**Exercise goal:**
In the hepatitis C text, which two personal care items are named as ones not to share?
:: Reading text ::
Hepatitis C is an inflammation of the liver caused by the hepatitis C virus. The hepatitis C virus is also known as the HCV virus. Hepatitis C transmission usually occurs through blood transfusions, hemodialysis, and needle sticks. HCV is responsible for most transfusion-associated hepatitis C. Cirrhosis and cancer
can result from damage done to the liver by the hepatitis C virus.
There is no cure or vaccine for hepatitis C. There is only prevention. If you wish to avoid becoming infected with hepatitis C, take the following prevention steps:
Hepatitis C Prevention Tip 1: Do not use intravenous drugs. If you shoot drugs, stop and seek the help of a treatment program. If you can’t stop, never share needles, syringes, water. Get vaccinated against hepatitis A & B.
Hepatitis C Prevention Tip 2: Do not share personal care items that might have blood on them, like razors and toothbrushes.
Hepatitis C Prevention Tip 3: If you are a health care or public safety worker, always follow routine barrier precautions. Be sure to handle needles and other sharp objects carefully and safely. Get vaccinated against hepatitis B.
:::
:: Supplied data ::
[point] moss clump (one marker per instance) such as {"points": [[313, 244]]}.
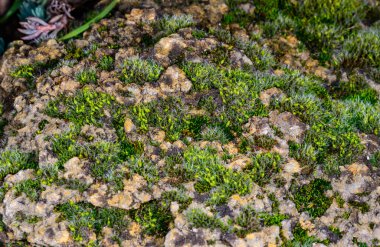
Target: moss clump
:::
**Task result:**
Razors and toothbrushes.